The problem: Copy the lines below word for word, from the line with "I'm trying to find any white hull" to the line with "[210,147,558,339]", including both of those lines.

--- start ---

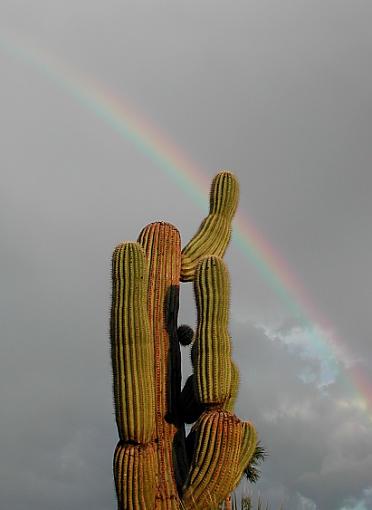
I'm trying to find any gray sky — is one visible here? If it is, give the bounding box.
[0,0,372,510]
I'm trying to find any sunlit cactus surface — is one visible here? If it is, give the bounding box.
[110,171,257,510]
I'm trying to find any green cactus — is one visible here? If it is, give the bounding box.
[110,171,257,510]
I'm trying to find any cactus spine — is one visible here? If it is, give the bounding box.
[110,171,257,510]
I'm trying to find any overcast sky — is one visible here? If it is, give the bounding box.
[0,0,372,510]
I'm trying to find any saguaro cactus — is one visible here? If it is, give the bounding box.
[110,171,257,510]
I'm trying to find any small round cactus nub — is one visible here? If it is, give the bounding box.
[177,324,194,346]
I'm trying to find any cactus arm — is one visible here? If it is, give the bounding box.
[183,410,242,510]
[181,171,239,282]
[110,243,155,444]
[113,441,157,510]
[138,222,181,510]
[110,243,157,510]
[193,256,232,406]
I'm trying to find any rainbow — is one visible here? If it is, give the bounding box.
[0,30,372,423]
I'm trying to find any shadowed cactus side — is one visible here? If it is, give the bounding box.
[110,171,257,510]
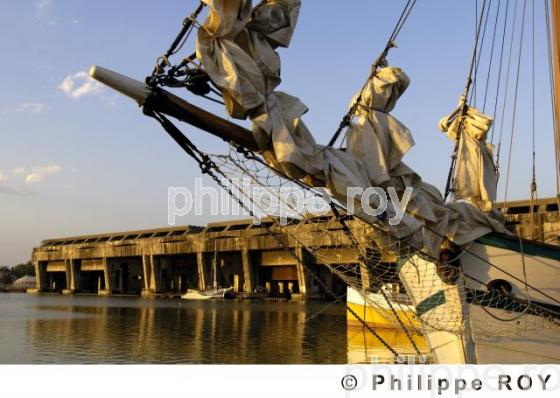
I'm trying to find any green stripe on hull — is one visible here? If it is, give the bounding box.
[476,234,560,261]
[416,290,445,316]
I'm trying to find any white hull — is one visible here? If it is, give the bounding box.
[181,287,233,300]
[399,236,560,364]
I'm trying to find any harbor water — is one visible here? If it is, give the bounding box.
[0,294,348,364]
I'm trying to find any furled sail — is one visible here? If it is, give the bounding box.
[439,102,498,212]
[197,0,506,254]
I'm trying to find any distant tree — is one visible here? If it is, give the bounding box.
[0,267,13,285]
[12,261,35,279]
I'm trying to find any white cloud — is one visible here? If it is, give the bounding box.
[58,72,103,99]
[35,0,53,10]
[16,102,46,114]
[25,164,62,184]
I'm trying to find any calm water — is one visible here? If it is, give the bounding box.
[0,294,348,364]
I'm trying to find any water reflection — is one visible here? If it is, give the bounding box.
[0,295,348,364]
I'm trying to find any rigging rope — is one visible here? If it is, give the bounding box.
[490,0,510,144]
[443,0,486,201]
[496,0,518,179]
[327,0,417,147]
[529,1,538,236]
[482,0,502,113]
[504,0,527,211]
[144,107,406,357]
[544,0,560,212]
[468,0,492,107]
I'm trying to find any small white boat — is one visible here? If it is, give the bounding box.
[181,287,233,300]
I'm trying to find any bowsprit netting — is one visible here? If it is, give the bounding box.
[210,147,558,339]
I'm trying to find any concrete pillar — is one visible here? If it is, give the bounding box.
[149,255,159,293]
[99,257,113,295]
[62,259,80,294]
[360,261,371,290]
[142,255,153,296]
[33,261,47,292]
[196,251,206,291]
[241,249,254,293]
[295,246,314,296]
[233,274,239,293]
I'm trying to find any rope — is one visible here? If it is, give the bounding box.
[490,0,510,144]
[482,0,502,113]
[144,109,406,357]
[443,0,486,201]
[544,0,560,212]
[529,1,538,236]
[327,0,417,147]
[146,2,206,86]
[504,0,527,211]
[469,0,492,107]
[496,0,518,179]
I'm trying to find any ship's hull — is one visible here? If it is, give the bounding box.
[348,236,560,364]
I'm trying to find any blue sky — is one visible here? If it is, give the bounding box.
[0,0,555,265]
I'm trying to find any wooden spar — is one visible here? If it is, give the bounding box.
[89,66,258,151]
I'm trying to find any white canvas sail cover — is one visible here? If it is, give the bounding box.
[197,0,506,254]
[439,106,497,211]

--- end ---

Problem solution:
I'm trying to find any white hull — is one visible here? If it is, give the bounding box.
[181,287,233,300]
[399,236,560,364]
I'm trying to find any harbor water — is one visible here? If it is, give the bounding box.
[0,294,348,364]
I'm trying to find any furled sail — is one visible here? If it is, give the bounding box.
[439,102,498,212]
[197,0,506,254]
I'm trying to find any distant tree — is one visible here? If it is, give the bounding box.
[0,267,13,285]
[12,261,35,279]
I'm trying to find any white cloud — is one visible here? If it is, give the bounding box.
[58,72,103,99]
[35,0,53,10]
[16,102,46,114]
[25,164,62,184]
I'm trying to find any calm water — is one visible here? If it is, give the bounding box.
[0,294,348,364]
I'm trying to find any water reflection — is one visible here? If it is, give the bounding box.
[0,295,348,364]
I'm trying to find any rigging rope — is one visible here? If it is, give the bounding box.
[490,0,510,144]
[443,0,486,201]
[496,0,518,179]
[327,0,417,147]
[529,1,538,236]
[482,0,502,113]
[504,0,527,211]
[144,107,406,357]
[544,0,560,212]
[468,0,492,107]
I'm trying to find any small white boat — is one visible here? If it is, give the bounding box.
[181,287,233,300]
I'm trying to find any bowsprit netting — is one visible here? If it is, give the bounding box.
[210,147,558,339]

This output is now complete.